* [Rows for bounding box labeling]
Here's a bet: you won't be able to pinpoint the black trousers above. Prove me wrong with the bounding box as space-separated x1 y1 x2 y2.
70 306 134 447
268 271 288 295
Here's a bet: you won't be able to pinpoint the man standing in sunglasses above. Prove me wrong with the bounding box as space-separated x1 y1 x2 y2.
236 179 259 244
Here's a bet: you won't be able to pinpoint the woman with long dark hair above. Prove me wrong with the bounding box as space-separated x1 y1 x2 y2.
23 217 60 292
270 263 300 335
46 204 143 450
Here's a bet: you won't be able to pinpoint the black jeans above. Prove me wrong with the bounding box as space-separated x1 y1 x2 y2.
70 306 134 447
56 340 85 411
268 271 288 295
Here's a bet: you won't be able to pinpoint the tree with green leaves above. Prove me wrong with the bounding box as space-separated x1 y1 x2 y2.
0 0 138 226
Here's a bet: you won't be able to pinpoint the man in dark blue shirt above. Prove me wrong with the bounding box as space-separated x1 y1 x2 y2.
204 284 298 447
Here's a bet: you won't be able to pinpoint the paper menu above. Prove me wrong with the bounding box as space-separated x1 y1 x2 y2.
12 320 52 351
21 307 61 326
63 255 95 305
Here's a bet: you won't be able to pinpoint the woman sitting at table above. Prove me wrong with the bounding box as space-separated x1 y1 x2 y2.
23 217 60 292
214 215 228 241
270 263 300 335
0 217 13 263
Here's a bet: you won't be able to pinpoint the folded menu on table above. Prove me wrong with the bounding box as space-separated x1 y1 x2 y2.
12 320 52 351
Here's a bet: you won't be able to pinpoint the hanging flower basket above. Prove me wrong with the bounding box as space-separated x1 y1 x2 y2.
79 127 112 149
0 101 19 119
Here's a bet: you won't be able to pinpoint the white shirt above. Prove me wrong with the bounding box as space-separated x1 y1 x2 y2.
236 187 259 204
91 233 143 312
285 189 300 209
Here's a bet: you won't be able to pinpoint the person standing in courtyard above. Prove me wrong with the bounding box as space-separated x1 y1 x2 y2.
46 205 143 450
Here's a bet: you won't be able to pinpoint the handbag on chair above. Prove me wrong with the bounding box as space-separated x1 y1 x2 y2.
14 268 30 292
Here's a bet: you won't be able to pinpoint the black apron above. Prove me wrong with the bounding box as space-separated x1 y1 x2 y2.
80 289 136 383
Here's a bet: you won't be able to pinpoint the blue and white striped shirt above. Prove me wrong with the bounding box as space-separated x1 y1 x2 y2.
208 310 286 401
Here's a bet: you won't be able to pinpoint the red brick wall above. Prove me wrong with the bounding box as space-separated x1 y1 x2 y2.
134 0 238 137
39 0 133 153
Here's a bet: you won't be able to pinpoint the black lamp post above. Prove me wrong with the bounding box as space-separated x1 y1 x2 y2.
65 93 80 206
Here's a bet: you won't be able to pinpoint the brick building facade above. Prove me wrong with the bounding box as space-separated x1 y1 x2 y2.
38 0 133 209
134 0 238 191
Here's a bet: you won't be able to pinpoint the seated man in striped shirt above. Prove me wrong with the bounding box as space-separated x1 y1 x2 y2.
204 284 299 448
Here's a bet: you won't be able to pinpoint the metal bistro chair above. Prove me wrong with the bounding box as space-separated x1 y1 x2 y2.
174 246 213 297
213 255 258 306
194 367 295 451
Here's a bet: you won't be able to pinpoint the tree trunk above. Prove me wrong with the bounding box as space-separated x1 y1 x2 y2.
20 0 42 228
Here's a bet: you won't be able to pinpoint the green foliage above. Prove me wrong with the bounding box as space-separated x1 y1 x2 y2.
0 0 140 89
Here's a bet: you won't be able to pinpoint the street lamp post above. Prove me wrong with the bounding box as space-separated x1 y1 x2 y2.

==

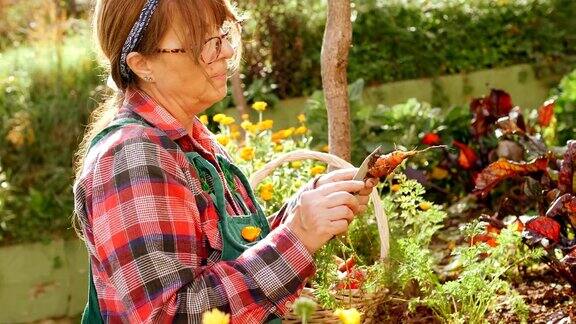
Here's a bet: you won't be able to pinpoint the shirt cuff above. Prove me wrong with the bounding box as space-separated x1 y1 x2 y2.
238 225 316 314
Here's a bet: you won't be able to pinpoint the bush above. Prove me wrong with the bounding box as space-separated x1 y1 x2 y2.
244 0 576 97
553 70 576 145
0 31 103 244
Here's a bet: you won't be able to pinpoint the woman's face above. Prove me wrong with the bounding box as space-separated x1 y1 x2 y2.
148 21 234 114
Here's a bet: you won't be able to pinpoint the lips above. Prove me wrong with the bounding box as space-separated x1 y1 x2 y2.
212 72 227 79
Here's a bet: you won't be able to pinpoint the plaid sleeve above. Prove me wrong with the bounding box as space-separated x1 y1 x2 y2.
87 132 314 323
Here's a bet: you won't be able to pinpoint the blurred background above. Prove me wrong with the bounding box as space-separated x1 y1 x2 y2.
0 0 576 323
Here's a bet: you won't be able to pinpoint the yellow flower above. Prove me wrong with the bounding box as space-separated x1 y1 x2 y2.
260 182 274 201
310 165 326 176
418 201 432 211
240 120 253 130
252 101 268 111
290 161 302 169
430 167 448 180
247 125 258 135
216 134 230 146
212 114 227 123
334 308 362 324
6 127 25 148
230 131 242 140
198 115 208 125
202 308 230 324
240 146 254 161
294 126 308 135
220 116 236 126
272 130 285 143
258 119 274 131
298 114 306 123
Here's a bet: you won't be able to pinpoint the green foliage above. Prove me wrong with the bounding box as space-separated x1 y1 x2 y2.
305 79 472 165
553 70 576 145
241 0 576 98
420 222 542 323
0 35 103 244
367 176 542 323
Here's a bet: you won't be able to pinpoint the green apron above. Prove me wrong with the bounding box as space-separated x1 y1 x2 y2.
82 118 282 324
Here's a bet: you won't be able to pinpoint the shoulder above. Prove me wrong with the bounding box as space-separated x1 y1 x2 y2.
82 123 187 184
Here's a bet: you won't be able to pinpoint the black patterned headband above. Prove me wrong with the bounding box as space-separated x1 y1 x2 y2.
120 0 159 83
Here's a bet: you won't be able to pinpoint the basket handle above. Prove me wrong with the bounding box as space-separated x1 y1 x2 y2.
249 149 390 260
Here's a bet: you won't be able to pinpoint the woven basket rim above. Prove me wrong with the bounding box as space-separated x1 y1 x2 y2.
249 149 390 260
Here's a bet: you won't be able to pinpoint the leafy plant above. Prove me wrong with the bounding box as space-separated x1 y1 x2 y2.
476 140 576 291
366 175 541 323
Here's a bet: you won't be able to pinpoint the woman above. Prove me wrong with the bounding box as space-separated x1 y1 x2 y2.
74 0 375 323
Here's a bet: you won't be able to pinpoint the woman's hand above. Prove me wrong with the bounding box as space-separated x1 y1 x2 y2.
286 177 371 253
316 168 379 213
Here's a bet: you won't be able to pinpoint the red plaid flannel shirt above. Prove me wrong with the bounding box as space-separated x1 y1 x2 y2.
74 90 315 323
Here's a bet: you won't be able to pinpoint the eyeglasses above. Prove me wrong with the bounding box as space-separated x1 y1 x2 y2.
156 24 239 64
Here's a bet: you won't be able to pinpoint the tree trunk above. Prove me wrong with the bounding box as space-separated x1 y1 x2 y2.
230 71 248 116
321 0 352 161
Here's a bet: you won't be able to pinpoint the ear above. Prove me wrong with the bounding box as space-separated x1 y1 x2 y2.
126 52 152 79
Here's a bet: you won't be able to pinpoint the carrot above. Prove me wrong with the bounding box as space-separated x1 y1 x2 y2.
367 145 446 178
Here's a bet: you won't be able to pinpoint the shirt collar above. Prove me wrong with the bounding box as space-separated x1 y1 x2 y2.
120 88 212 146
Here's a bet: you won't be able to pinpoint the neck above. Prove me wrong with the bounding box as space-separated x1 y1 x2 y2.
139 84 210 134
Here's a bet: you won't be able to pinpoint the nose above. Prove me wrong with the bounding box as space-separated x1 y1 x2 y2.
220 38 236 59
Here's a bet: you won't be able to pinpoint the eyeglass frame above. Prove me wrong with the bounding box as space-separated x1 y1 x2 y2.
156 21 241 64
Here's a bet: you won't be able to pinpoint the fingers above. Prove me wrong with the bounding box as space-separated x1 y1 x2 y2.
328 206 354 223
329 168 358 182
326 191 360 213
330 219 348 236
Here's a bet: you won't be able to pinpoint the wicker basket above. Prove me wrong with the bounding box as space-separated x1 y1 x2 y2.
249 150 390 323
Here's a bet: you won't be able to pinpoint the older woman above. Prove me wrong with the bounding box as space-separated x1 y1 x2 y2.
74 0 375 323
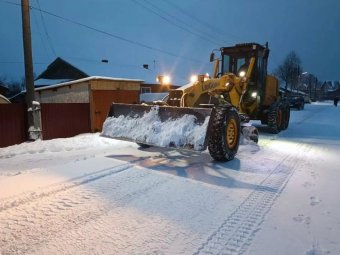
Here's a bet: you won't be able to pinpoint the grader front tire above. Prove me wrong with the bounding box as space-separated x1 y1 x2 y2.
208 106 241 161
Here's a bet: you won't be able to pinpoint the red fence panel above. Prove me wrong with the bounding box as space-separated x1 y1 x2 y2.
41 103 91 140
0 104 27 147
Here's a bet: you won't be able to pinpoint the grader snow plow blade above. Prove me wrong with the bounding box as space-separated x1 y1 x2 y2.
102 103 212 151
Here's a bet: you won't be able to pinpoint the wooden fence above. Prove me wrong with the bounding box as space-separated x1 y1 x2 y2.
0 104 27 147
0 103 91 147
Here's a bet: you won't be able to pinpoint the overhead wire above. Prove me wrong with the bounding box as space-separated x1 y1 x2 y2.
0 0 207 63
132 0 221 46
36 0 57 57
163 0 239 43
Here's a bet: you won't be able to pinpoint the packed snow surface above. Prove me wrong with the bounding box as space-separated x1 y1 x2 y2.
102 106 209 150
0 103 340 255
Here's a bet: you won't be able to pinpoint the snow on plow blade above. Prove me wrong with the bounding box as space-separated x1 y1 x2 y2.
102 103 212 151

---

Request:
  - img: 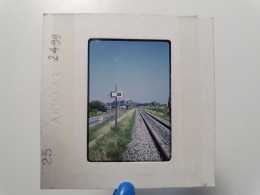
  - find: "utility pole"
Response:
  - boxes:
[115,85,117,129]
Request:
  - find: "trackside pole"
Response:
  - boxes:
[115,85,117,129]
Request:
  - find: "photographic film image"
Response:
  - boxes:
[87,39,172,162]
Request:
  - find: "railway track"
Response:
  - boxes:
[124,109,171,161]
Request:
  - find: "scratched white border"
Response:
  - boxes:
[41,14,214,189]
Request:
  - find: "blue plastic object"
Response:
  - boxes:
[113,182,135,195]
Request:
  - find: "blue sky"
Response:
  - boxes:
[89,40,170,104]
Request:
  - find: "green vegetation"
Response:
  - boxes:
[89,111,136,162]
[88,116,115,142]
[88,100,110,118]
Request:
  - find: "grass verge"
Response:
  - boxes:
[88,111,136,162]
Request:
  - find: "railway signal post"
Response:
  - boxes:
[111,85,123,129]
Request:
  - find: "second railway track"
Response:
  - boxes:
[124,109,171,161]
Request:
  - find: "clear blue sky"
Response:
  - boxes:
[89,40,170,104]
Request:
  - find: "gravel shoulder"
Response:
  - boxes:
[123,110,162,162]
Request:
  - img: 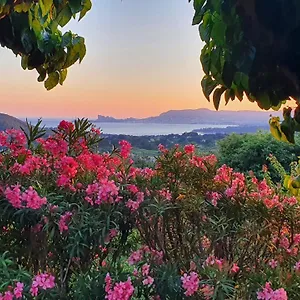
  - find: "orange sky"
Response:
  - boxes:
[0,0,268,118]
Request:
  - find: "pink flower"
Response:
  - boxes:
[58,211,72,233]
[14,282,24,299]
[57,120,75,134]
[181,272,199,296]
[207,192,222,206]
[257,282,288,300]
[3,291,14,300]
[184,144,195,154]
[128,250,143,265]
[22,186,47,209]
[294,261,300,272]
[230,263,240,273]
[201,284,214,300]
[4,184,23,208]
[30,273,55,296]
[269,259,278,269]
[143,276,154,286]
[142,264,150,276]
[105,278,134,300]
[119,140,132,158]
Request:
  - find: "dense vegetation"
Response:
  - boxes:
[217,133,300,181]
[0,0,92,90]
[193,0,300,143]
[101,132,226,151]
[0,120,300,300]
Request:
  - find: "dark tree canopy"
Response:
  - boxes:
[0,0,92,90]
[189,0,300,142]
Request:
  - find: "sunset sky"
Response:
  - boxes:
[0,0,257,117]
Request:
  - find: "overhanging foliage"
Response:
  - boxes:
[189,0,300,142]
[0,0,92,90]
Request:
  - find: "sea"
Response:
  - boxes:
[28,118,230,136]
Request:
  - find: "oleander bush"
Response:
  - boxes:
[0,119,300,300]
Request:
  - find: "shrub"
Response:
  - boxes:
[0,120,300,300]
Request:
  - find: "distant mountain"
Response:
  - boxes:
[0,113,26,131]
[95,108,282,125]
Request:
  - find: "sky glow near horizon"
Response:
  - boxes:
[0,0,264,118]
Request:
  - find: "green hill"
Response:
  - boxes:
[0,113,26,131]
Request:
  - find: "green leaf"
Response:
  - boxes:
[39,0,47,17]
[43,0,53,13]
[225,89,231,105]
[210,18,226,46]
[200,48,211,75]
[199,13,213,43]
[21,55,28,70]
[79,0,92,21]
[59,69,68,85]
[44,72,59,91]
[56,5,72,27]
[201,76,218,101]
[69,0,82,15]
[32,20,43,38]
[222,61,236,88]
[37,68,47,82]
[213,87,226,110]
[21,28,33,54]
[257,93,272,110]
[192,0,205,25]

* [Exercise brief] Recast the lines starting at the one containing "the woman with" and ending at the one containing "0 0 138 226" as a JSON list of strings, one string per line, leaving out any blank lines.

* [In response]
[
  "Here's a bet: you won't be able to pinpoint the woman with long dark hair above. Prove me wrong with the bounding box as space-separated x1 y1 x2 y2.",
  "23 217 60 292",
  "270 263 300 335",
  "46 204 143 450",
  "Here's a bet: you won't be able to pinpoint the black jeans above. Prove me wrong with the bounding box as space-separated x1 y1 x2 y2.",
  "70 306 134 447",
  "56 340 85 411",
  "268 271 288 295",
  "Here's a bet: you won't be able to pinpoint the tree with green leaves above. Prove me wrong with the bounding box as space-separated x1 y1 x2 y2.",
  "0 0 138 226"
]